Data records:
□ □ □
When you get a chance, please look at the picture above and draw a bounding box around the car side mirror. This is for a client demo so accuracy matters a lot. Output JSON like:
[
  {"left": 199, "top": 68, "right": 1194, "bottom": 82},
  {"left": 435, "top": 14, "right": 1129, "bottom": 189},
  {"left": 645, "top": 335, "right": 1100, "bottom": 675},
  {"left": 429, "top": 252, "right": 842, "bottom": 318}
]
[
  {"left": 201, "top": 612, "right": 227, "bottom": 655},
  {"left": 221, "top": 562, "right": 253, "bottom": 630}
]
□ □ □
» Short exercise: Rewrite every item above in full, keeping all the text before each answer unchanged. In the answers only, multiply each bounding box coordinate by 0.9 and round it to a whole number, with halves rounding up.

» Solution to the exercise:
When you get a chance, please look at the picture above and draw a bounding box around the car side mirror. This is for a client demo so accuracy matters a lot. Output JSON like:
[
  {"left": 199, "top": 68, "right": 1194, "bottom": 82},
  {"left": 435, "top": 14, "right": 1129, "bottom": 189},
  {"left": 645, "top": 335, "right": 1100, "bottom": 675},
  {"left": 429, "top": 252, "right": 842, "bottom": 318}
]
[
  {"left": 181, "top": 551, "right": 204, "bottom": 590},
  {"left": 199, "top": 506, "right": 228, "bottom": 567}
]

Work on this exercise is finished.